Page extract:

Both are strictly read-only. They let an agent (or you) see the governed and drift-reconciled shape of a change before any plan is proposed, let alone applied.

Generators (draft-only, your key)

These call an LLM under your ANTHROPIC_API_KEY and return drafts. They never write to disk, never apply, and never touch the warehouse beyond the aggregate read they need to ground the draft.

Tool	What it drafts
`draft_contract`	A `.contract.toml` for a model, grounded in the aggregate per-column profile of its target table.
`generate_tests`	SQL assertions (not-null, grain uniqueness, value-range) for a model.
`explain_model`	A natural-language intent description for a model’s SQL.

The output is a proposal for a human (or the calling agent) to review and write, not an applied change. With no key set, each returns an empty result rather than failing, so the rest of the surface stays usable.

Prompt trajectories (orchestration, stop at the gate)

MCP prompts are pre-written multi-step trajectories that chain the tools above. Each one ends at a proposed plan or an enumerated gap, never at an applied change.

Directions:
1. According to the page extract, what does each generator return when no key is set?
2. Rewrite the page extract from "Generators (draft-only, your" up to and including "its target table.", changing "warehouse" to "database".

Dataset:

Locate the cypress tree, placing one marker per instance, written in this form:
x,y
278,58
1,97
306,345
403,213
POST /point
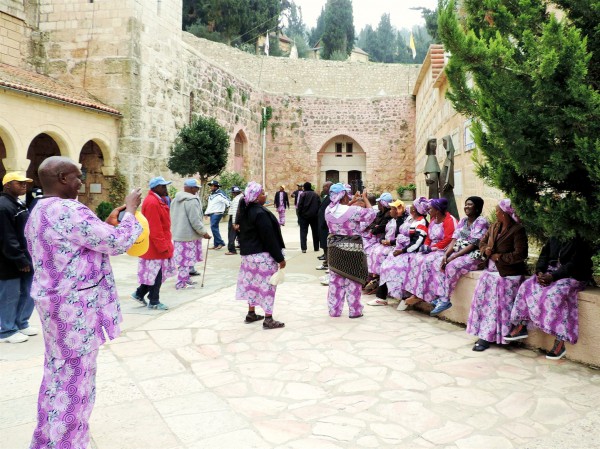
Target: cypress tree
x,y
524,78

Answers provided:
1. An empty result, rather than failing.

2.
Generators (draft-only, your key)

These call an LLM under your ANTHROPIC_API_KEY and return drafts. They never write to disk, never apply, and never touch the database beyond the aggregate read they need to ground the draft.

Tool	What it drafts
`draft_contract`	A `.contract.toml` for a model, grounded in the aggregate per-column profile of its target table.